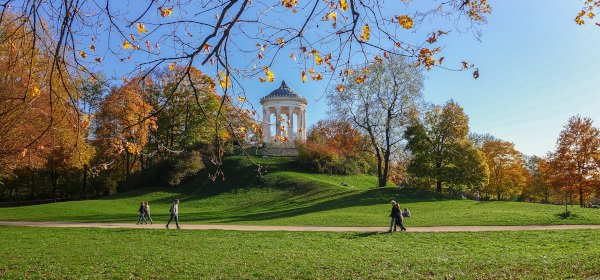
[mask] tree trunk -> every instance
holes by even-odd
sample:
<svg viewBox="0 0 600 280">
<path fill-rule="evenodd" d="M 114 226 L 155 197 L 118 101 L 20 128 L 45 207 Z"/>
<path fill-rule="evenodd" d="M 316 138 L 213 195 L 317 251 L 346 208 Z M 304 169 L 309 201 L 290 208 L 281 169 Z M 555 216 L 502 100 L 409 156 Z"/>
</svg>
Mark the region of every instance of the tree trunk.
<svg viewBox="0 0 600 280">
<path fill-rule="evenodd" d="M 389 171 L 390 171 L 390 152 L 389 152 L 389 150 L 386 150 L 385 155 L 383 157 L 383 173 L 381 174 L 381 178 L 379 178 L 379 187 L 385 187 L 387 185 Z"/>
<path fill-rule="evenodd" d="M 442 163 L 441 162 L 436 162 L 435 163 L 435 173 L 436 173 L 436 178 L 435 178 L 435 191 L 441 193 L 442 192 Z"/>
<path fill-rule="evenodd" d="M 567 191 L 565 191 L 565 213 L 569 212 L 569 208 L 567 206 L 569 206 L 569 201 L 567 198 Z"/>
<path fill-rule="evenodd" d="M 52 184 L 52 199 L 54 200 L 54 202 L 58 201 L 58 195 L 57 195 L 57 177 L 58 174 L 56 172 L 56 163 L 54 162 L 54 159 L 52 159 L 52 163 L 50 165 L 50 183 Z"/>
<path fill-rule="evenodd" d="M 19 196 L 19 184 L 15 184 L 14 186 L 15 186 L 15 200 L 17 202 L 19 202 L 21 200 L 20 196 Z"/>
<path fill-rule="evenodd" d="M 87 185 L 87 174 L 88 174 L 88 165 L 83 165 L 83 184 L 81 185 L 81 198 L 86 199 L 86 185 Z"/>
<path fill-rule="evenodd" d="M 573 193 L 569 192 L 569 201 L 571 202 L 571 207 L 573 207 Z"/>
<path fill-rule="evenodd" d="M 579 207 L 585 207 L 585 202 L 584 202 L 584 197 L 583 197 L 583 187 L 581 186 L 581 184 L 579 184 Z"/>
<path fill-rule="evenodd" d="M 125 157 L 125 179 L 129 179 L 129 152 L 127 152 Z"/>
<path fill-rule="evenodd" d="M 385 180 L 382 182 L 383 178 L 383 159 L 381 158 L 381 153 L 379 150 L 376 153 L 377 155 L 377 187 L 385 187 Z"/>
<path fill-rule="evenodd" d="M 35 173 L 33 169 L 29 169 L 29 184 L 30 184 L 30 199 L 35 199 Z"/>
<path fill-rule="evenodd" d="M 378 179 L 378 180 L 377 180 L 377 181 L 378 181 L 378 187 L 380 187 L 380 188 L 383 188 L 383 187 L 385 187 L 385 185 L 386 185 L 386 183 L 387 183 L 387 182 L 386 182 L 387 180 L 386 180 L 386 179 L 383 177 L 383 175 L 382 175 L 382 176 L 378 176 L 378 178 L 377 178 L 377 179 Z"/>
</svg>

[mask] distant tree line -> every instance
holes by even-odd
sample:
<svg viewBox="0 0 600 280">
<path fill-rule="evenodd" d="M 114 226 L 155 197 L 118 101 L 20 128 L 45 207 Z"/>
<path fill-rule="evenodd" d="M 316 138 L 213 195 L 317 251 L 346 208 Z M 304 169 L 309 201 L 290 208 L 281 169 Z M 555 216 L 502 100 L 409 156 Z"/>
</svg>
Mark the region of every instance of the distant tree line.
<svg viewBox="0 0 600 280">
<path fill-rule="evenodd" d="M 369 173 L 389 181 L 485 200 L 573 203 L 600 198 L 600 130 L 569 119 L 556 150 L 527 156 L 511 142 L 469 129 L 462 107 L 421 98 L 420 70 L 401 57 L 374 61 L 361 83 L 329 95 L 330 120 L 309 131 L 301 160 L 325 173 Z M 353 78 L 360 78 L 357 71 Z M 598 202 L 596 202 L 598 204 Z"/>
</svg>

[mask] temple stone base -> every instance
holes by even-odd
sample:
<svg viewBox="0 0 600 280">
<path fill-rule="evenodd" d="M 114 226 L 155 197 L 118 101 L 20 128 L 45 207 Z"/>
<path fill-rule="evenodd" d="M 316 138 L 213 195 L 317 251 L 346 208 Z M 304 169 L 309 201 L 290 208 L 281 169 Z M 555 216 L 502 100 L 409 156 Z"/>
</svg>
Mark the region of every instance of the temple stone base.
<svg viewBox="0 0 600 280">
<path fill-rule="evenodd" d="M 261 155 L 271 157 L 297 157 L 298 148 L 267 147 L 261 149 Z"/>
</svg>

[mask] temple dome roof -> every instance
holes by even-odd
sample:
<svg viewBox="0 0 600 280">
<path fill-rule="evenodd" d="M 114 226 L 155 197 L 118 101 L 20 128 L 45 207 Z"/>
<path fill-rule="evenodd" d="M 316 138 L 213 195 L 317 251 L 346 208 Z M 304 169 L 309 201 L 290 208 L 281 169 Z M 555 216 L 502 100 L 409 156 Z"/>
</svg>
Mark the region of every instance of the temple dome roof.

**Exercise details:** From the entries above, copy every line that holds the word "dome".

**Task output:**
[mask] temple dome roof -> every instance
Mark the region of every instance of the temple dome roof.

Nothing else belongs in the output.